Your instructions » Retype every entry in its entirety, without alteration.

Material shown »
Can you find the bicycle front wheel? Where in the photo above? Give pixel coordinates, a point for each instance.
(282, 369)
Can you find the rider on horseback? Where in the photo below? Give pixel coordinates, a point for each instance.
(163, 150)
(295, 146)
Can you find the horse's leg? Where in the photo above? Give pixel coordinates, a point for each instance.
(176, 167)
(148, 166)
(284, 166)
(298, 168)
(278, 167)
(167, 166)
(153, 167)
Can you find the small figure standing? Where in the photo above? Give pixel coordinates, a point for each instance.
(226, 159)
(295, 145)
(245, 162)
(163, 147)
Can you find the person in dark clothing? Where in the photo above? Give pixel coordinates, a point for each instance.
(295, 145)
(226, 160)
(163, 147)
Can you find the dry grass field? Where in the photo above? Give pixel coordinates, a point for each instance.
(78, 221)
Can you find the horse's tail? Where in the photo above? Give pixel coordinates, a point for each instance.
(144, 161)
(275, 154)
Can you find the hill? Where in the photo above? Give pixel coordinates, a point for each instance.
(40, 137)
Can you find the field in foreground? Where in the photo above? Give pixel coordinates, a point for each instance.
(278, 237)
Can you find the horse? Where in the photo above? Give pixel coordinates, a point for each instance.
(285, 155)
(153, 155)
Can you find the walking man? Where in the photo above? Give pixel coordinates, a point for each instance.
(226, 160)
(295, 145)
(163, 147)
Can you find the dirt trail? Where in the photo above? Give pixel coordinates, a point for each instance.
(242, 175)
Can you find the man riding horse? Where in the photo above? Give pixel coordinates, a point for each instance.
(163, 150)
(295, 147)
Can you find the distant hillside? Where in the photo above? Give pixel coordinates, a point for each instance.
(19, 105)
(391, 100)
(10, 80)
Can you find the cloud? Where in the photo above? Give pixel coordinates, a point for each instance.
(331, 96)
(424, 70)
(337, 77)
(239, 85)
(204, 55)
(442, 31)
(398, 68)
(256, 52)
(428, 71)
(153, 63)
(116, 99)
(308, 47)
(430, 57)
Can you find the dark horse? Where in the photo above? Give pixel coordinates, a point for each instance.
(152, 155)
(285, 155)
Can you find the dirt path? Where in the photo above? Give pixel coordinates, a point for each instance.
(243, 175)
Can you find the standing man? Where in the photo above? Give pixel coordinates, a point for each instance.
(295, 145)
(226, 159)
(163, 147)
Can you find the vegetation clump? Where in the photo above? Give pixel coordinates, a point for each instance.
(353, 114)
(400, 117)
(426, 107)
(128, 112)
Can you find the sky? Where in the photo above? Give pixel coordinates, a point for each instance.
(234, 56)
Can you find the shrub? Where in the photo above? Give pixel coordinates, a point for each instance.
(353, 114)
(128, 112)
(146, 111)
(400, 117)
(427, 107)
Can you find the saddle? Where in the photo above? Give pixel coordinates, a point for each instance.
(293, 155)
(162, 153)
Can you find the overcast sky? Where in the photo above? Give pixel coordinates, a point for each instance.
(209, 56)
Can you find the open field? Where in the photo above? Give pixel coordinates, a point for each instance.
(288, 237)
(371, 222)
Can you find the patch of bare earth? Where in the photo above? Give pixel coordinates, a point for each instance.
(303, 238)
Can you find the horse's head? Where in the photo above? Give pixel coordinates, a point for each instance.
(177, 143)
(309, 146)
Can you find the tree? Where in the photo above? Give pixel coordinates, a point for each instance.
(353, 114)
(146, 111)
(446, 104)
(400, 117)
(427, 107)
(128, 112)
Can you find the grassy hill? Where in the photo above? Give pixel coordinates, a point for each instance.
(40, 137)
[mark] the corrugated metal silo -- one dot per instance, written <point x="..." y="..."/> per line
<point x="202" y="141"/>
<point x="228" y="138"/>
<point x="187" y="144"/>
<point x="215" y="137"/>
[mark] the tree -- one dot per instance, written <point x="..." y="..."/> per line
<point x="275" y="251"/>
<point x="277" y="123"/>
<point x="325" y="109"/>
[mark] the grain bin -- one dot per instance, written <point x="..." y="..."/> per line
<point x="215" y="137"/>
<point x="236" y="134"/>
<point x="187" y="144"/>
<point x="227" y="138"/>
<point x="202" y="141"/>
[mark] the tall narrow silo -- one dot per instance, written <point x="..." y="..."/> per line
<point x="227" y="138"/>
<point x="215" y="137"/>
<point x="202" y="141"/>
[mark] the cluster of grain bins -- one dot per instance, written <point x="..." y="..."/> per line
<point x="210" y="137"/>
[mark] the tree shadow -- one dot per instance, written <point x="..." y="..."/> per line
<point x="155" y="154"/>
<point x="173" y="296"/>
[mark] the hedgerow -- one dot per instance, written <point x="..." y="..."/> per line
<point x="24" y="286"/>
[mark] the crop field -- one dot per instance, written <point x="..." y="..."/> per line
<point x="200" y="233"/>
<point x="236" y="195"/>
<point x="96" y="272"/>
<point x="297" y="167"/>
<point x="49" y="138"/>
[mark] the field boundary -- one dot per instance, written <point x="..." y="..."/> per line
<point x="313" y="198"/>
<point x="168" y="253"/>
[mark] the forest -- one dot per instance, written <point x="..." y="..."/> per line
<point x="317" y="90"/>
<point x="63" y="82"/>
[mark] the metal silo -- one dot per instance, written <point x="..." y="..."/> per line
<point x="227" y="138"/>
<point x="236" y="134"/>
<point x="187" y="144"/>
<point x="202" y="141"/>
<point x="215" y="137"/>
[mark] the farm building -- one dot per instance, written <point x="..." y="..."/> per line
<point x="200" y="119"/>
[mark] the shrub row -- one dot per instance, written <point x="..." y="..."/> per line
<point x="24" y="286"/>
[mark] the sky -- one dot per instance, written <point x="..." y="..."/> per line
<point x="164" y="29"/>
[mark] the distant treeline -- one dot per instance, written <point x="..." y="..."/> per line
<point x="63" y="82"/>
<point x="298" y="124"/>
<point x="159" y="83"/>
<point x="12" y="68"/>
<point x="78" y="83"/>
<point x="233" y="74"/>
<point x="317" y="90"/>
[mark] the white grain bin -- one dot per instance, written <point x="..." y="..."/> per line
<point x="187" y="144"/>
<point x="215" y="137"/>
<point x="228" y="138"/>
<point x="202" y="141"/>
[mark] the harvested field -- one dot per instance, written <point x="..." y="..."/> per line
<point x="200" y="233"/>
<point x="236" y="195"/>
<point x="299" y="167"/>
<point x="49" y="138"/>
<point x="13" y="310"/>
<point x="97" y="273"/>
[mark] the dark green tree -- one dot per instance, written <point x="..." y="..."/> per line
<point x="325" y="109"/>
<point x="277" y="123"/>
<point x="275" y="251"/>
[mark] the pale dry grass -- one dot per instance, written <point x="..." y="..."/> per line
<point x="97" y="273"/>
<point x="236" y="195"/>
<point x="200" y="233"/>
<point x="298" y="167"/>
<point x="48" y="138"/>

The answer »
Can you find the bicycle front wheel? Where in the photo above? Give pixel coordinates, a point for each instance.
(282, 369)
Can you find the rider on horseback? Where in the photo below? Give pixel coordinates, a point for each instance.
(163, 150)
(295, 146)
Can you find the horse's leg? Where in the photo above? Give pixel coordinates, a point for each instance.
(176, 167)
(148, 166)
(284, 166)
(298, 168)
(278, 167)
(167, 166)
(153, 167)
Can you find the small figure standing? Where in the photo above? Give pixel coordinates, a point for each instance.
(226, 159)
(295, 145)
(245, 162)
(163, 147)
Can you find the person in dark clothing? Where in the photo above? Give pixel coordinates, a point for each instance.
(295, 145)
(226, 160)
(163, 147)
Can you find the dry grass field? Where in the photo above? Give pixel coordinates, a point for each instance.
(78, 221)
Can you find the horse's tail? Where in the photo above? Give pixel coordinates, a point for each instance.
(144, 161)
(275, 154)
Can you find the hill? Where in the photo above? Give pixel coordinates, a point for each instance.
(40, 137)
Can you find the field in foreground? Where in the photo above? Give pixel coordinates, a point for each instance.
(278, 237)
Can you find the horse? Where in the photo above? Give pixel coordinates, a point for each instance.
(285, 155)
(153, 155)
Can you find the walking man? Where in the photo above? Give pixel coordinates, a point for each instance.
(226, 160)
(295, 145)
(163, 147)
Can you find the dirt trail? Where in the photo above? Give pixel coordinates, a point for each instance.
(242, 175)
Can you find the man riding horse? Where in the photo above? Give pixel coordinates, a point for each instance.
(163, 150)
(295, 147)
Can you find the distant hillside? Where in the photo above? Give pixel coordinates, a point for each instance.
(19, 105)
(391, 100)
(10, 80)
Can you find the cloud? Where in the photo above? Give pixel coordinates, a point for each instance.
(331, 96)
(424, 70)
(337, 77)
(239, 85)
(204, 55)
(442, 31)
(398, 68)
(256, 52)
(428, 71)
(153, 63)
(116, 99)
(308, 47)
(430, 57)
Can you find the dark horse? Where in the photo above? Give pixel coordinates, a point for each instance.
(152, 155)
(285, 155)
Can you find the dirt path? Where in the photo above? Give pixel coordinates, a point for each instance.
(243, 175)
Can you find the standing man? Where in the photo above? Give pixel coordinates, a point for each instance.
(295, 145)
(226, 159)
(163, 147)
Can you find the vegetation clump? Where in the photo above? Give pixel coordinates, a point for each instance.
(353, 114)
(400, 117)
(426, 107)
(128, 112)
Can you find the sky? Where in the photo above? Give pixel coordinates, a point for each instance.
(234, 56)
Can you find the shrub? Where in the photo above? Give pixel coordinates, a point for each instance.
(353, 114)
(128, 112)
(146, 111)
(400, 117)
(427, 107)
Can you find the saddle? Where in the photo above? Give pixel coordinates, a point for each instance.
(293, 155)
(162, 153)
Can you find the overcast sky? Where in the photo above? Give pixel coordinates, a point for each instance.
(209, 56)
Can you find the open field? Where in the photo above? Give pixel coordinates, a point for each instance.
(288, 237)
(371, 222)
Can you find the patch of bare earth? Where in the photo above? Give pixel coordinates, a point for each instance.
(303, 238)
Can you find the horse's head? Where in the photo above? Give pixel coordinates, a point for each instance.
(177, 143)
(309, 146)
Can you find the tree? Where in the photo above? Give pixel coordinates, a point for each instance.
(353, 114)
(146, 111)
(446, 104)
(400, 117)
(427, 107)
(128, 112)
Can you find the grassy hill? Where in the photo above? Give pixel coordinates, a point for each instance.
(40, 137)
[mark] the corrugated metal silo -- one dot per instance, written <point x="..." y="..."/> per line
<point x="202" y="141"/>
<point x="228" y="138"/>
<point x="187" y="144"/>
<point x="215" y="137"/>
[mark] the tree -- one dot per instance, written <point x="..." y="..."/> per line
<point x="275" y="251"/>
<point x="277" y="123"/>
<point x="325" y="109"/>
[mark] the grain bin -- one dot per instance, written <point x="..." y="..."/> per line
<point x="215" y="137"/>
<point x="236" y="134"/>
<point x="187" y="144"/>
<point x="227" y="138"/>
<point x="202" y="141"/>
[mark] the tall narrow silo -- one dot per instance, written <point x="..." y="..."/> per line
<point x="227" y="138"/>
<point x="215" y="137"/>
<point x="202" y="141"/>
[mark] the cluster of grain bins -- one dot per instance, written <point x="..." y="..."/> per line
<point x="210" y="137"/>
[mark] the tree shadow -- one dot per instance, written <point x="..." y="..."/> per line
<point x="155" y="154"/>
<point x="173" y="296"/>
[mark] the hedgerow -- one dot per instance, written <point x="..." y="..."/> per line
<point x="24" y="286"/>
[mark] the crop field -- one dot per instance, written <point x="..." y="..."/> per line
<point x="200" y="233"/>
<point x="236" y="195"/>
<point x="96" y="272"/>
<point x="297" y="167"/>
<point x="49" y="138"/>
[mark] the field boundary -- one dot per instance, written <point x="..." y="..."/> per line
<point x="313" y="198"/>
<point x="168" y="253"/>
[mark] the forest -- one dot per instance, written <point x="..." y="..."/> per line
<point x="317" y="90"/>
<point x="63" y="82"/>
[mark] the metal silo -- one dot per instance, written <point x="..." y="..."/> per line
<point x="227" y="138"/>
<point x="236" y="134"/>
<point x="187" y="144"/>
<point x="202" y="141"/>
<point x="215" y="137"/>
[mark] the farm building -- one dot per instance, written <point x="..." y="..."/> per line
<point x="200" y="119"/>
[mark] the shrub row -- one dot per instance, written <point x="..." y="..."/> per line
<point x="24" y="286"/>
[mark] the sky -- one dot per instance, written <point x="..." y="..."/> per line
<point x="164" y="29"/>
[mark] the distant treeline -- one dot per instance, written <point x="..." y="..."/> per line
<point x="63" y="82"/>
<point x="298" y="124"/>
<point x="159" y="83"/>
<point x="12" y="68"/>
<point x="78" y="83"/>
<point x="233" y="74"/>
<point x="317" y="90"/>
[mark] the white grain bin -- one dot per instance, written <point x="..." y="..."/> per line
<point x="187" y="144"/>
<point x="215" y="137"/>
<point x="228" y="138"/>
<point x="202" y="141"/>
[mark] the harvested field -- one dot per instance, written <point x="..." y="..."/> per line
<point x="200" y="233"/>
<point x="236" y="195"/>
<point x="299" y="167"/>
<point x="49" y="138"/>
<point x="13" y="310"/>
<point x="97" y="273"/>
[mark] the dark green tree -- one dot per instance, written <point x="..." y="..."/> per line
<point x="325" y="109"/>
<point x="277" y="123"/>
<point x="275" y="251"/>
[mark] the pale dry grass -- one dot per instance, written <point x="..." y="..."/> per line
<point x="97" y="273"/>
<point x="236" y="195"/>
<point x="200" y="233"/>
<point x="298" y="167"/>
<point x="48" y="138"/>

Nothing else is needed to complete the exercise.